======== Task material ========

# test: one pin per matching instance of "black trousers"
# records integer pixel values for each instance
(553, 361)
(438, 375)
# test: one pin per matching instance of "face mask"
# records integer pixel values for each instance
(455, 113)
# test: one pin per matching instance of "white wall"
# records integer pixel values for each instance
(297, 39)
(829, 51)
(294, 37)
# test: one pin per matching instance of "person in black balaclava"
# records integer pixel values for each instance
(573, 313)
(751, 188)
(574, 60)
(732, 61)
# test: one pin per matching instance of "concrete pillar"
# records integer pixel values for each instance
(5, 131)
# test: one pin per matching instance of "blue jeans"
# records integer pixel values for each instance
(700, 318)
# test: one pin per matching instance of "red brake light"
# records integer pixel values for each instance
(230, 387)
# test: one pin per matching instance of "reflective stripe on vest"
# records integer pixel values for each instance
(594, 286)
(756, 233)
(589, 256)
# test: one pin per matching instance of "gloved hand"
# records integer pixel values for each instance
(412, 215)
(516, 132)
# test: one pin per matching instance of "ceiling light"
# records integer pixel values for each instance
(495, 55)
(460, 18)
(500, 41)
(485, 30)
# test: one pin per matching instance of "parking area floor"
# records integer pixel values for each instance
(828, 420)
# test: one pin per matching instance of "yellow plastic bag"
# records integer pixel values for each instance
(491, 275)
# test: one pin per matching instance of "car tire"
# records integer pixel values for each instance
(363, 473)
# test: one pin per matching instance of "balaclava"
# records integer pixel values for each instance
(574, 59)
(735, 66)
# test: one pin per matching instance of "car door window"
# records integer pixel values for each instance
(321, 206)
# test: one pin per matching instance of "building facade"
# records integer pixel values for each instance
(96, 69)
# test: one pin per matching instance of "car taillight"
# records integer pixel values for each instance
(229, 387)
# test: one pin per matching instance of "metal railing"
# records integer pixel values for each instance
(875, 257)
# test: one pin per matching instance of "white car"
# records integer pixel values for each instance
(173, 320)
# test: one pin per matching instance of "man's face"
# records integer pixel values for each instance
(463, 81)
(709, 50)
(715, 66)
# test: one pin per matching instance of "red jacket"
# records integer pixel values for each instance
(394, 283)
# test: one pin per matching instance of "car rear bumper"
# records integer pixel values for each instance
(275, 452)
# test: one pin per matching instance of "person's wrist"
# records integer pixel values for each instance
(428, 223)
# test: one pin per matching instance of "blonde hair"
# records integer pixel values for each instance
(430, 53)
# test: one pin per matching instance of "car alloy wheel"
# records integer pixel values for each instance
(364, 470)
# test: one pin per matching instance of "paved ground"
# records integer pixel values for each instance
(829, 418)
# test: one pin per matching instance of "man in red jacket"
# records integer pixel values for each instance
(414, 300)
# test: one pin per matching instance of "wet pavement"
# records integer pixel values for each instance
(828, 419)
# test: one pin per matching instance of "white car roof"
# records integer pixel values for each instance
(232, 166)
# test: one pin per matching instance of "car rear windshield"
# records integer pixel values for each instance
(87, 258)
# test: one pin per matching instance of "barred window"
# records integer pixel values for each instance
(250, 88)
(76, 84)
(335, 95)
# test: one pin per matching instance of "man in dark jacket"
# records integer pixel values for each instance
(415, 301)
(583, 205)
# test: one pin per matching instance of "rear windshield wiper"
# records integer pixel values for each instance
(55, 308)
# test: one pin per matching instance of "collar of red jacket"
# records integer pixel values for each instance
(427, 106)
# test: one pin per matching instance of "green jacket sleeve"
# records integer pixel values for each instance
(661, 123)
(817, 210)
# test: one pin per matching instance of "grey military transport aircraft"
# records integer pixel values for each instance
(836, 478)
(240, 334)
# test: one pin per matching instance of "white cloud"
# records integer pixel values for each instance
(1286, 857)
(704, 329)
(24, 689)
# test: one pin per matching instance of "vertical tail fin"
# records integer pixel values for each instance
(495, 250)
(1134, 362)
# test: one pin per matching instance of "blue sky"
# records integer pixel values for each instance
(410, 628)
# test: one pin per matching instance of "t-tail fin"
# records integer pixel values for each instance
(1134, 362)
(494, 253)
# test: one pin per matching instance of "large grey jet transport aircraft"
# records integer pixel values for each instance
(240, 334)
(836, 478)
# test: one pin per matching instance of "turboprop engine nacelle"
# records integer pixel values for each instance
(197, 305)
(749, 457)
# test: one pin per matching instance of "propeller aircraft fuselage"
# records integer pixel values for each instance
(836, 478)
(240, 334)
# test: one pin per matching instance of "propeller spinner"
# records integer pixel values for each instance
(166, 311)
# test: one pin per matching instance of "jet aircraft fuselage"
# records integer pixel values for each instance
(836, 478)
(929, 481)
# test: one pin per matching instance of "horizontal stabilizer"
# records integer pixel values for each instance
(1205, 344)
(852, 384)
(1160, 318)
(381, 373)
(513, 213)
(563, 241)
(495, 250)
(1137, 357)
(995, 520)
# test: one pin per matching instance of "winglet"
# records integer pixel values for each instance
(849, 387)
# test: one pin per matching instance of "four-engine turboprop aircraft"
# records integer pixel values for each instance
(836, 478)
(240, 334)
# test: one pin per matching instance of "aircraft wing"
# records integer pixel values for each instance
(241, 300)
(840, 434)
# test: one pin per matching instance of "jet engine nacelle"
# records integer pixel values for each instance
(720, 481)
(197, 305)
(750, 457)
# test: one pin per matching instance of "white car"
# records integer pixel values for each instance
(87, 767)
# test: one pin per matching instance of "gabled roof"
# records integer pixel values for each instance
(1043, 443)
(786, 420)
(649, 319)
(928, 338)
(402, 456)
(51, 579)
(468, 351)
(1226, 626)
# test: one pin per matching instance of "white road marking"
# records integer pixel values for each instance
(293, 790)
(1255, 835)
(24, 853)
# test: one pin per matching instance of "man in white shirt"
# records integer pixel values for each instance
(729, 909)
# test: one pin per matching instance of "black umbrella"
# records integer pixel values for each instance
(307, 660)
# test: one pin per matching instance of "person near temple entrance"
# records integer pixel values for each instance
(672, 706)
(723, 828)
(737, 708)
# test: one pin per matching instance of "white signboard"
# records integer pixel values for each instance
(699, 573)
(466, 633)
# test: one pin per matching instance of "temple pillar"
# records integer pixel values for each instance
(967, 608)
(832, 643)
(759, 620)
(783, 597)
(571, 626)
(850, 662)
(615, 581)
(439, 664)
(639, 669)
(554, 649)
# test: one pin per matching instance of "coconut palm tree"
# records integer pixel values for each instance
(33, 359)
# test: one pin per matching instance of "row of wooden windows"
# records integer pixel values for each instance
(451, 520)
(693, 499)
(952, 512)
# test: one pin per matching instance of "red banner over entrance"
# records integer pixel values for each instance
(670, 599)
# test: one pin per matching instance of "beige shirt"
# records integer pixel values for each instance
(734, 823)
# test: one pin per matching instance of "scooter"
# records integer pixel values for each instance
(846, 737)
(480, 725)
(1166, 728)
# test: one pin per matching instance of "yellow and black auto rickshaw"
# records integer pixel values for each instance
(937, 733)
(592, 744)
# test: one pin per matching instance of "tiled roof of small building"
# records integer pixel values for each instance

========

What the task requires: Copy out all the lines of the records that include "rear".

Expected answer:
# test: one pin per matching instance of "car rear bumper"
# test: one pin per matching instance of "car rear windshield"
# test: one pin per matching instance of "rear windshield wiper"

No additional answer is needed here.